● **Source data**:
>>>
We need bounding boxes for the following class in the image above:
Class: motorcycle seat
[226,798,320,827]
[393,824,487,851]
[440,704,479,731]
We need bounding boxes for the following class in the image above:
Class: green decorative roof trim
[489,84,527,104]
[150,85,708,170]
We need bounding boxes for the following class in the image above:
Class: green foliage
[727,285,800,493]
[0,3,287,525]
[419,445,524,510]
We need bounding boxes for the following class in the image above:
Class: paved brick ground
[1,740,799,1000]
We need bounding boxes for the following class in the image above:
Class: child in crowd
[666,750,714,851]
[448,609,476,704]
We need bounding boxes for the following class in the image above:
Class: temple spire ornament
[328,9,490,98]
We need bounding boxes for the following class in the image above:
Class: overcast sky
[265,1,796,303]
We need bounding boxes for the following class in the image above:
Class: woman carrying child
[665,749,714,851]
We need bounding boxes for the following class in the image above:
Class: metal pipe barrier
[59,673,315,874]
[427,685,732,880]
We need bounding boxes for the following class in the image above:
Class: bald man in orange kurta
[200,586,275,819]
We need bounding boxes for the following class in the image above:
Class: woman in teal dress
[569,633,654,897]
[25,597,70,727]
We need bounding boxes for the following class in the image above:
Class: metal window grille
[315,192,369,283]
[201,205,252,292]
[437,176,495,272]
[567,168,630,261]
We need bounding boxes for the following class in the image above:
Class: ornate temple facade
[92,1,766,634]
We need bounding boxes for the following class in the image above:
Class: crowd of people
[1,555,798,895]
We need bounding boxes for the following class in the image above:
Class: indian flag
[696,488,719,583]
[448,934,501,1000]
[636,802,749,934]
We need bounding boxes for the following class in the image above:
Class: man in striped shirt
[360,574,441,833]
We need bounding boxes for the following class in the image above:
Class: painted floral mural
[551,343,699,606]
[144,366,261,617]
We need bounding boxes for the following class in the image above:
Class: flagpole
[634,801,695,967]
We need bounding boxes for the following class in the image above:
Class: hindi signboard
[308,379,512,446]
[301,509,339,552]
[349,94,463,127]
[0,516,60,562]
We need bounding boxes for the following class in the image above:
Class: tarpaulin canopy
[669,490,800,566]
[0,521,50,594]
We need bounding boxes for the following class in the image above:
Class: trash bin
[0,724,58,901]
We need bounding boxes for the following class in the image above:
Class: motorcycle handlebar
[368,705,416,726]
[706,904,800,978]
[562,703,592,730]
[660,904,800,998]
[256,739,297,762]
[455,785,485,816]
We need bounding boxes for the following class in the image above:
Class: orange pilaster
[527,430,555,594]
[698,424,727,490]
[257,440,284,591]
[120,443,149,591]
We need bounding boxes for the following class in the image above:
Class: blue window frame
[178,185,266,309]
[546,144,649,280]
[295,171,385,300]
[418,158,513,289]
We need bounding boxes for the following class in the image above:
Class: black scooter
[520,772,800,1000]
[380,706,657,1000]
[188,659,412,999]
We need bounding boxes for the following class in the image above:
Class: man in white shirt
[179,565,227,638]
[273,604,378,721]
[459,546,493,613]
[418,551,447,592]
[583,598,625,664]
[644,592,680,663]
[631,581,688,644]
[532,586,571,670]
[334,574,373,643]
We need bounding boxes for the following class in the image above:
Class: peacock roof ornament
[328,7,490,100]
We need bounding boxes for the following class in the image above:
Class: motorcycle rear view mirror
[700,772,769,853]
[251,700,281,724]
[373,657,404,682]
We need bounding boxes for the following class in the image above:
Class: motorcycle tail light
<<<
● **HOW TO COMPLETE THIS TASK**: Each entry above is to be set down again in exactly the same words.

● **REPLY**:
We need bounding boxes for the following class in the image above:
Class: motorcycle seat
[226,798,320,827]
[393,824,487,851]
[440,704,479,731]
We need bounding boxes for the following class in the image above:
Class: green decorative roof trim
[489,84,527,104]
[150,85,708,170]
We need bounding boxes for the following class in the image above:
Class: green foliage
[727,285,800,493]
[0,3,287,525]
[419,445,524,510]
We need bounding boxes for the following class in the image above:
Class: paved brick ground
[1,740,799,1000]
We need bounding boxes for the following class in the image above:
Class: child in crowd
[666,750,714,851]
[448,609,476,704]
We need bounding boxes for the following class in the image above:
Class: temple spire ornament
[328,9,490,98]
We need bounding boxes for the following class in the image above:
Class: overcast sky
[265,1,796,303]
We need bounding boxes for the following class in the image above:
Class: woman carrying child
[665,749,714,851]
We need bounding boxes for the following class in the image above:
Class: metal pipe barrier
[59,673,315,874]
[427,685,732,880]
We need bounding boxes for the following class in the image above:
Class: bald man in orange kurta
[200,586,275,819]
We need bounding boxes for the following class in the image above:
Class: woman in teal dress
[569,633,654,897]
[25,597,70,727]
We need bounding boxes for the following class in the image above:
Class: metal window grille
[315,192,369,283]
[201,205,252,292]
[437,176,495,272]
[567,168,630,261]
We need bounding boxes for the following class in the image above:
Class: ornate temple facade
[92,1,766,634]
We need bounding boxes for the following class in the image above:
Class: crowd of people
[1,555,798,895]
We need bounding boxes for the following class in the image above:
Class: indian flag
[696,488,719,583]
[448,934,501,1000]
[636,802,749,934]
We need bounding boxes for the following class in the image above:
Class: man in striped shirt
[360,574,441,833]
We need bounding boxes for the following class in the image above:
Class: painted floral mural
[551,343,699,606]
[144,366,261,617]
We need bounding boxes for the following class in the image above:
Class: flagpole
[634,801,695,967]
We need bounding boxes for the following class in the image above:
Class: hindi signboard
[308,379,512,446]
[301,509,339,552]
[349,94,463,127]
[0,516,60,562]
We need bounding boxes for the following class in the image above:
Class: tarpaulin canopy
[669,490,800,566]
[0,521,50,594]
We need bounding boxes for the following class in the image above:
Class: trash bin
[0,724,58,901]
We need bounding boxes for the following class in the image above:
Class: motorcycle handlebar
[368,705,416,726]
[706,904,800,978]
[562,703,592,730]
[660,904,800,998]
[256,739,297,762]
[455,785,485,816]
We need bounding boxes for the following class in the image above:
Class: orange pilaster
[527,430,555,594]
[698,424,727,490]
[257,440,284,591]
[120,443,149,591]
We need bounding boxes for the following class in the image above:
Class: blue window frame
[178,185,266,309]
[546,144,649,280]
[295,171,385,300]
[418,158,513,289]
We need bounding boxes for the following class in the image above:
Class: black scooter
[520,772,800,1000]
[380,706,657,1000]
[188,659,412,999]
We need bounding boxes for the following class in the image above:
Class: man in white shirt
[179,565,227,638]
[273,604,378,721]
[459,546,493,613]
[418,551,447,592]
[583,598,625,664]
[644,592,680,663]
[631,581,688,644]
[532,586,571,670]
[334,574,373,643]
We need bounding boxes for the following class in the image above:
Class: peacock roof ornament
[328,7,490,100]
We need bounding boxes for the following class in the image above:
Class: motorcycle rear view mirror
[700,772,769,853]
[251,700,281,724]
[373,657,404,682]
We need bounding boxes for the following class in the image above:
Class: motorcycle tail light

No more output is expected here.